### [Document section]
>> begin

R = S.get(url = URL, params = PARAMS)
DATA = R.json()
GA_characters = DATA["query"]["categorymembers"]
names += [page['title'] for page in GA_characters]
cont = DATA['continue']['cmcontinue']  


while('continue' in DATA):
    PARAMS = {
    "action": "query",
    "format": "json",
    "cmtitle": "Category:GA_Characters",
    "list": "categorymembers",
    "prop": "links",
    "cmlimit": 'max',
    "cmcontinue":cont}

    R = S.get(url = URL, params = PARAMS)
    DATA = R.json()
    GA_characters = DATA["query"]["categorymembers"]
    names += [page['title'] for page in GA_characters]
    try:
        cont = DATA['continue']['cmcontinue']  
    except KeyError:
        pass

last_name = names.index('Tommy Zicaro')

>> end

### [Task description]
For each statement below, say yes or no on whether it agrees with the code, and quote the code's deciding words.
(a) The loop keeps running as long as 'continue' is in DATA.
(b) The request parameters set "prop" to "categories".
(c) The category title being queried is "Category:GA_Characters".
The rows are separate material and have no connection to the code.

### [Record extracts]

>> begin

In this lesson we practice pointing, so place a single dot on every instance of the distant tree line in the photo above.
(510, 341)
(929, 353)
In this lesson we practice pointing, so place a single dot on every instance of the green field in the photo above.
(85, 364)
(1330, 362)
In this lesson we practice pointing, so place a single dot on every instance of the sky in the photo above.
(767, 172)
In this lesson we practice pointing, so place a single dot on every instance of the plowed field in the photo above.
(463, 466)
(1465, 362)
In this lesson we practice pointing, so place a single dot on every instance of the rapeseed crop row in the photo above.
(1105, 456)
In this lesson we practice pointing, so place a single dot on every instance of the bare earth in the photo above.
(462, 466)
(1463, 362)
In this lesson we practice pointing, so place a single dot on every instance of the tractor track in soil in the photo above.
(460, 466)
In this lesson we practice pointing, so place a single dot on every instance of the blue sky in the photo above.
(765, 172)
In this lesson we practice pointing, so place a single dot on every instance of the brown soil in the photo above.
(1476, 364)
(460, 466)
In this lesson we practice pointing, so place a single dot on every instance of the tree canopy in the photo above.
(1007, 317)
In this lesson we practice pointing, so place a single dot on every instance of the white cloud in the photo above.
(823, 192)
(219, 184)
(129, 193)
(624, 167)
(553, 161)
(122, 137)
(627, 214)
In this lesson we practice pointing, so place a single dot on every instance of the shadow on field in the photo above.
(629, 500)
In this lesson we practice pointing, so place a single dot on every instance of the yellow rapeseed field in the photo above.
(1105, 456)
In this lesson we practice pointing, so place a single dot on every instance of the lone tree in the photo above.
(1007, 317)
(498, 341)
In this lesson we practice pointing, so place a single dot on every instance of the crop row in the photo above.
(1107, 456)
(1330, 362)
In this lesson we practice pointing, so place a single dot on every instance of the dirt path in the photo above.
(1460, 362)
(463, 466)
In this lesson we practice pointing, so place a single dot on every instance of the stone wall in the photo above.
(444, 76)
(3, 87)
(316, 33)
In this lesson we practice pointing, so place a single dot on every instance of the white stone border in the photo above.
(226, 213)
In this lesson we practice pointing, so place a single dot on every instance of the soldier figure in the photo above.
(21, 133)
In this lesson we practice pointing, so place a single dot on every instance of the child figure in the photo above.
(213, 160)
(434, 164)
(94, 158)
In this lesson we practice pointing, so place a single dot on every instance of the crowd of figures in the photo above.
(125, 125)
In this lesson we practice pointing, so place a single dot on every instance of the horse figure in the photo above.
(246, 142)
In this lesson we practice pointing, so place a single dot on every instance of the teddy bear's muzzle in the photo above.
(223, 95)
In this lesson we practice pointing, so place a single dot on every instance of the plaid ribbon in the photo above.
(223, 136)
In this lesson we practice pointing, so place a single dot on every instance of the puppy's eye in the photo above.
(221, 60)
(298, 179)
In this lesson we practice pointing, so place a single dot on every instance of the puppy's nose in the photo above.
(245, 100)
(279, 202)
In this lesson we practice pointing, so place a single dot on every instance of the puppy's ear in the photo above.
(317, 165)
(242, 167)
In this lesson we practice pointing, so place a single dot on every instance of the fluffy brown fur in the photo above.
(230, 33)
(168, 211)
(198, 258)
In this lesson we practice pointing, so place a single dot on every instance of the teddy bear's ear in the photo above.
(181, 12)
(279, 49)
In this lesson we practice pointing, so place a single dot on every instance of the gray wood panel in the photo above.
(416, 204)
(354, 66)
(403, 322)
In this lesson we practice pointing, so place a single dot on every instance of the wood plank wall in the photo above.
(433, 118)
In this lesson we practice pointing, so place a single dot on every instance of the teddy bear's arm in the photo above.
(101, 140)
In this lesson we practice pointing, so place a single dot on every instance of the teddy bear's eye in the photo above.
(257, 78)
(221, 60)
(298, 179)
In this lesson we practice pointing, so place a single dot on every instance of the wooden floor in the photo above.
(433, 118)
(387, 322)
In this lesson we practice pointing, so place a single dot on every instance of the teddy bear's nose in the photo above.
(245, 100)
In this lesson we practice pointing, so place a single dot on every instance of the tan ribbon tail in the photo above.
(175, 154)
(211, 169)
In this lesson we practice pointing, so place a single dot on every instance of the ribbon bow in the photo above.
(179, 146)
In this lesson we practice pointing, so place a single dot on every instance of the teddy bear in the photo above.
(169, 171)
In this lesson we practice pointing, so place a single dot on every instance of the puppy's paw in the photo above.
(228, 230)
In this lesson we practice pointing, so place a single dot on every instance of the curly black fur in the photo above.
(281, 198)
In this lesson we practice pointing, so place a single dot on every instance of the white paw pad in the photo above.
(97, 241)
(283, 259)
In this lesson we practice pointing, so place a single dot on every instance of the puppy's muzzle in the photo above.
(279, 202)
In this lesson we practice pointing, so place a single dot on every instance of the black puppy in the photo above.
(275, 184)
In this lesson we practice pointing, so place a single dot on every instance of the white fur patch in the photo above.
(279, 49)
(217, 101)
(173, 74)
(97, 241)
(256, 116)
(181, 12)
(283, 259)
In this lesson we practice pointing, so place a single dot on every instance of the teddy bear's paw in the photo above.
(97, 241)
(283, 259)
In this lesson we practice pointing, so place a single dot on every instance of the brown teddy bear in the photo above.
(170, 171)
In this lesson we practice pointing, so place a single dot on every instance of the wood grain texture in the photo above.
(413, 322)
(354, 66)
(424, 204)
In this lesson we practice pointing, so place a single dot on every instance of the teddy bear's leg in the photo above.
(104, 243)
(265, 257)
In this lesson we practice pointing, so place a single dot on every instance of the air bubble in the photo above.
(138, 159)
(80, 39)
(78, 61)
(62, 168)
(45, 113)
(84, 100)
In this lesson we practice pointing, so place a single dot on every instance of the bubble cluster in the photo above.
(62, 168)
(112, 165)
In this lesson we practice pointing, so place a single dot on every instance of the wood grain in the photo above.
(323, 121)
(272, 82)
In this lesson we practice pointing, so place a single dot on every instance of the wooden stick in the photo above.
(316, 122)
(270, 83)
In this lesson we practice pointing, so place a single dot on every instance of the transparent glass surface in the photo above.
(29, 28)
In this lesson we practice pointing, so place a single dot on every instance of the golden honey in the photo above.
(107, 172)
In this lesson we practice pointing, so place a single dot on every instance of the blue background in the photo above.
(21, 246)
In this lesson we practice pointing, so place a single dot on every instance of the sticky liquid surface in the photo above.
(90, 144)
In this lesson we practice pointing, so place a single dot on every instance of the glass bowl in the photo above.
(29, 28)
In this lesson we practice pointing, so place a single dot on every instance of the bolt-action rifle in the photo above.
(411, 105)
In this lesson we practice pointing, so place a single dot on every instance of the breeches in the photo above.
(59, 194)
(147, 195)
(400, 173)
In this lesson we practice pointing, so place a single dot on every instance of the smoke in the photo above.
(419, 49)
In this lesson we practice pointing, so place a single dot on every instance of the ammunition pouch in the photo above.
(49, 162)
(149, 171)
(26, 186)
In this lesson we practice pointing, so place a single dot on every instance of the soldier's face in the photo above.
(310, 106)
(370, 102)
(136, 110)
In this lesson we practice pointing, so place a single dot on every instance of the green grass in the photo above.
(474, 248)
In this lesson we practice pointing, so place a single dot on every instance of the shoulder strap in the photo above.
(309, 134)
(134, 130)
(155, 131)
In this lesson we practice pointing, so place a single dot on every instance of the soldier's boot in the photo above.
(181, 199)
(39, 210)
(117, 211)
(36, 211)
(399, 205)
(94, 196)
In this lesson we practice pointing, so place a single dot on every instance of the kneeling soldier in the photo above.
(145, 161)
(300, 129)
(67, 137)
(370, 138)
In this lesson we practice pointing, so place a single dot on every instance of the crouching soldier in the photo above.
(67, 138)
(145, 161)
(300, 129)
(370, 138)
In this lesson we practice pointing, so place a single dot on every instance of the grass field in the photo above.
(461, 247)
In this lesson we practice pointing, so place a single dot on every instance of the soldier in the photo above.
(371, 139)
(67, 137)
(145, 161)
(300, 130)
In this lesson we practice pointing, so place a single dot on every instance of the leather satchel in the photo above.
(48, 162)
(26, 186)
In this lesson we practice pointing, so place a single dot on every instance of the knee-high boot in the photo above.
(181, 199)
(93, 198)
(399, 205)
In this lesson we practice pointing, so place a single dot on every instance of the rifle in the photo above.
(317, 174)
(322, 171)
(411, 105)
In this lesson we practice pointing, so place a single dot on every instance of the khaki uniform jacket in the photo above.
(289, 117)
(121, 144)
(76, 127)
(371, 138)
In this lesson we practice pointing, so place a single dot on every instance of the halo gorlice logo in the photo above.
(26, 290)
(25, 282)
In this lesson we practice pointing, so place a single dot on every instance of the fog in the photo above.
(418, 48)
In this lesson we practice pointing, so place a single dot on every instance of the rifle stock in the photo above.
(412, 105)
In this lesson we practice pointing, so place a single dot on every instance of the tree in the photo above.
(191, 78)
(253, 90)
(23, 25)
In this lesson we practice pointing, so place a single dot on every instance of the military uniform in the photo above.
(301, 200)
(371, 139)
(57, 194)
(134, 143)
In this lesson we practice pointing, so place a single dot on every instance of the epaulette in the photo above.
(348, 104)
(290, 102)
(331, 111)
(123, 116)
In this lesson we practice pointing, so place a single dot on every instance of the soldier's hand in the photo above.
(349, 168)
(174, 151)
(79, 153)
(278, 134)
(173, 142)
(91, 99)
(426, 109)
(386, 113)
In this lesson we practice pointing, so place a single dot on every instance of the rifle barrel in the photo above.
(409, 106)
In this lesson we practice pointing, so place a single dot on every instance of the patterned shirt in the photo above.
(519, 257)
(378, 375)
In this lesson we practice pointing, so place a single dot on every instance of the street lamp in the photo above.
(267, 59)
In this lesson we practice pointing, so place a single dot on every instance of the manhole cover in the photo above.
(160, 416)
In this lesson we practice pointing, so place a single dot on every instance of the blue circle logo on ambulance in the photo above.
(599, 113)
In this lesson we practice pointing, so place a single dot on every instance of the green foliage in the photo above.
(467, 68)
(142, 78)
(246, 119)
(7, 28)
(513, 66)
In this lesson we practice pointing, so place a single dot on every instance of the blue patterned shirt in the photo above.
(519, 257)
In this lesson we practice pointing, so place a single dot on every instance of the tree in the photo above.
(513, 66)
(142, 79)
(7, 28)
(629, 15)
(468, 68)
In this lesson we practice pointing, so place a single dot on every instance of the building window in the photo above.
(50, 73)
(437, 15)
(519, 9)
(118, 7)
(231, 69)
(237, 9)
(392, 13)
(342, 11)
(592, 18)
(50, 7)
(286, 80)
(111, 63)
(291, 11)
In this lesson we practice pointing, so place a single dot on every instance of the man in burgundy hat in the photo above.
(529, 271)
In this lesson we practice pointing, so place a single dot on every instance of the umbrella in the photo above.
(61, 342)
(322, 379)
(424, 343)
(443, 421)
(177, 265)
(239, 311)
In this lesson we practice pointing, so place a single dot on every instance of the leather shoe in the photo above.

>> end

### [The solution]
(a) Yes: "while('continue' in DATA):"
(b) No: "prop": "links"
(c) Yes: "cmtitle": "Category:GA_Characters"